**What to produce:** Exclude the pictures, then repeat the remaining data exactly.

**Given entries:**

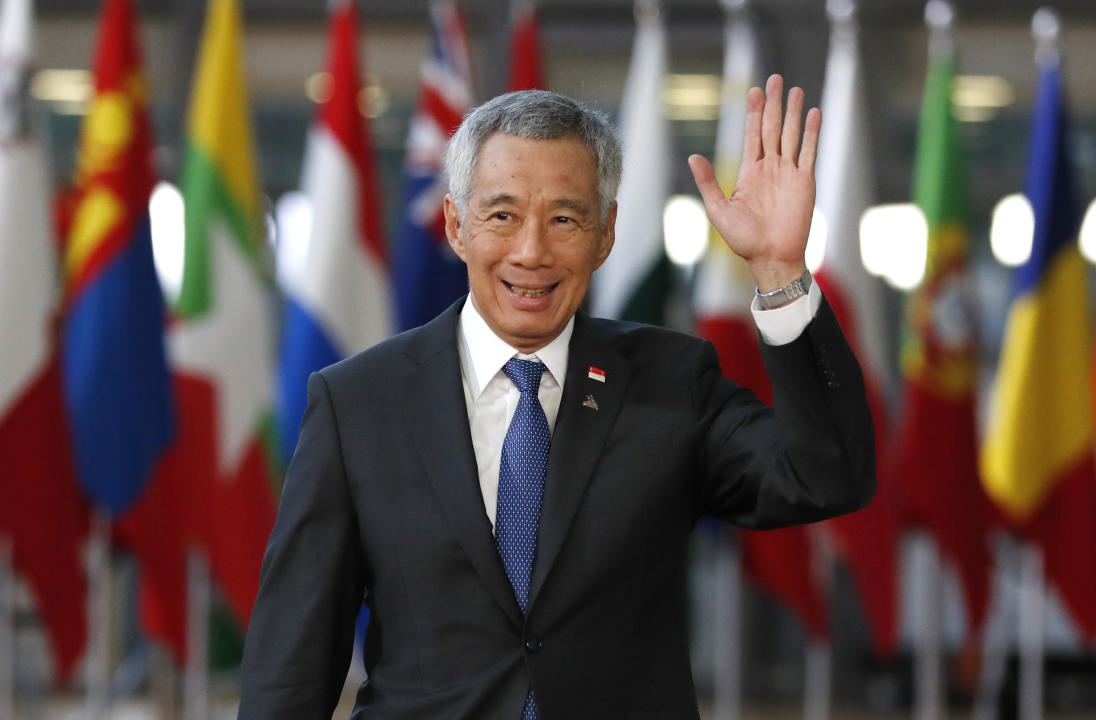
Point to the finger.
(810, 148)
(705, 176)
(789, 138)
(751, 145)
(772, 115)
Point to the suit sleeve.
(808, 458)
(301, 631)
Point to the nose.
(531, 247)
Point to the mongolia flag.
(1037, 454)
(116, 384)
(335, 280)
(635, 281)
(43, 513)
(867, 539)
(526, 71)
(427, 275)
(777, 560)
(937, 454)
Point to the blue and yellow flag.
(1041, 423)
(1037, 457)
(116, 385)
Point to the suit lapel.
(437, 416)
(580, 433)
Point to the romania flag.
(1037, 456)
(117, 389)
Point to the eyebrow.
(571, 204)
(499, 198)
(506, 198)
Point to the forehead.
(561, 164)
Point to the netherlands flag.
(333, 269)
(426, 273)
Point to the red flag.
(525, 68)
(867, 539)
(779, 561)
(42, 511)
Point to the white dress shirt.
(491, 398)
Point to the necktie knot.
(524, 374)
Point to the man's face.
(531, 236)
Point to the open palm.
(767, 218)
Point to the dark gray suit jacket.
(383, 499)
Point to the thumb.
(705, 178)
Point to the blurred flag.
(427, 275)
(1037, 454)
(937, 452)
(866, 539)
(42, 511)
(116, 384)
(214, 487)
(335, 278)
(224, 335)
(635, 281)
(526, 71)
(777, 560)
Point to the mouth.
(531, 292)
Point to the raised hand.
(768, 216)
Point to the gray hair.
(535, 115)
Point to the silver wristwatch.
(781, 296)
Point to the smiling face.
(531, 237)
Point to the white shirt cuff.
(780, 326)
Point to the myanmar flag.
(214, 488)
(937, 454)
(1037, 456)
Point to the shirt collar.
(483, 353)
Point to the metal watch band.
(783, 296)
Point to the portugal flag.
(937, 453)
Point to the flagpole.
(99, 616)
(818, 666)
(928, 666)
(997, 633)
(7, 630)
(1045, 31)
(1031, 640)
(727, 620)
(196, 673)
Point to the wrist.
(772, 275)
(786, 294)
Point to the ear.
(607, 237)
(453, 226)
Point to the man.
(512, 487)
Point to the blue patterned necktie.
(521, 487)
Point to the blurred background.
(201, 203)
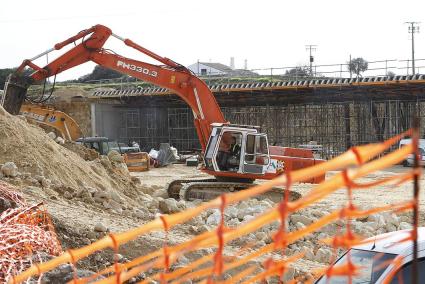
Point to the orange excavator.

**Response box:**
Point to the finger.
(810, 148)
(705, 176)
(789, 138)
(751, 145)
(772, 115)
Point to the suit sleeve.
(808, 458)
(301, 631)
Point to the nose.
(531, 247)
Point to the mongolia flag.
(1037, 454)
(116, 384)
(335, 280)
(635, 281)
(43, 513)
(867, 539)
(526, 71)
(427, 275)
(777, 560)
(937, 454)
Point to the blue and yellow flag.
(1041, 423)
(1037, 457)
(116, 385)
Point to the suit lapel.
(437, 416)
(580, 433)
Point to the romania flag.
(1037, 456)
(117, 389)
Point to the eyebrow.
(571, 204)
(499, 198)
(506, 198)
Point to the forehead.
(561, 164)
Point to the netherlands flag.
(333, 269)
(426, 273)
Point to the red flag.
(525, 68)
(867, 539)
(779, 561)
(42, 511)
Point to the white dress shirt.
(491, 398)
Point to the necktie knot.
(524, 374)
Point to the man's face.
(531, 236)
Point to the open palm.
(767, 218)
Point to the dark gray suit jacket.
(383, 499)
Point to the thumb.
(705, 178)
Point to the blurred flag.
(427, 275)
(1037, 454)
(937, 452)
(866, 539)
(42, 511)
(116, 384)
(214, 487)
(335, 278)
(224, 335)
(635, 281)
(526, 71)
(777, 560)
Point to the mouth.
(531, 292)
Point to the raised hand.
(768, 216)
Point to the gray hair.
(535, 115)
Point to the silver wristwatch.
(781, 296)
Point to the smiling face.
(531, 237)
Point to the white shirt cuff.
(780, 326)
Point to the myanmar flag.
(214, 488)
(937, 454)
(1037, 456)
Point to the shirt collar.
(483, 353)
Point to the metal watch band.
(783, 296)
Point to the portugal flag.
(937, 453)
Point to the flagpole.
(99, 616)
(818, 666)
(928, 666)
(997, 633)
(7, 630)
(1045, 31)
(1031, 640)
(727, 620)
(196, 673)
Point to the wrist.
(772, 275)
(786, 294)
Point to the ear.
(607, 237)
(453, 226)
Point to the man.
(512, 487)
Point to the blue patterned necktie.
(521, 487)
Point to the blurred background.
(201, 203)
Point to the orange excavator.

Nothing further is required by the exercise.